→ Your goal
The records that follow are to be copied word for word. Pictures should be omitted.
### Dataset excerpts ###
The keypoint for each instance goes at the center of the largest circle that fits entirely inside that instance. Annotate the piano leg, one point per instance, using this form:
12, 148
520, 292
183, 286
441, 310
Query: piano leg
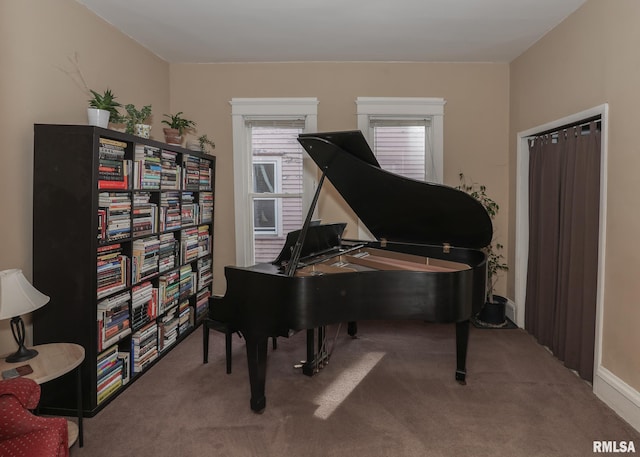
462, 340
308, 368
257, 360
###
→ Response
The keypoint for each instance goes at the center of the largest circle that fits entirely inside that instance. Annotate the piano leg, one point per instance, using this form:
12, 148
520, 292
183, 286
441, 310
Query: piano leg
462, 340
308, 368
257, 360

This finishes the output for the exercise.